WHAT TO WORK ON —
Please locate each line in the data below that contains the string "draw", and copy those lines out. Case matters when matching.

DATASET RECORDS —
******

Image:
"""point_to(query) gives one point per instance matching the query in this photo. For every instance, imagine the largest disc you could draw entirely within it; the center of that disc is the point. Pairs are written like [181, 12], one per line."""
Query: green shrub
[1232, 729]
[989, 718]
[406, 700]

******

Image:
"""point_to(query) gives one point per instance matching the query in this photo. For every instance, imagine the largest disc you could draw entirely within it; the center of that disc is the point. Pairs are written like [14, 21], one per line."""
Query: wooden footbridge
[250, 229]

******

COMPLETE RESPONSE —
"""point_to(query) gives one point per instance matching the query in this photo. For every instance, imagine the largest disc you could draw entirely within it; the center of that disc is the point. Pairs are written like [181, 12], one per line."""
"""point_to(query) gives one point per instance matching the query in this photo. For every instance, imagine the largest disc you could draw entirely within it; the center of that disc is the point. Pairs are written like [14, 21], one per line."""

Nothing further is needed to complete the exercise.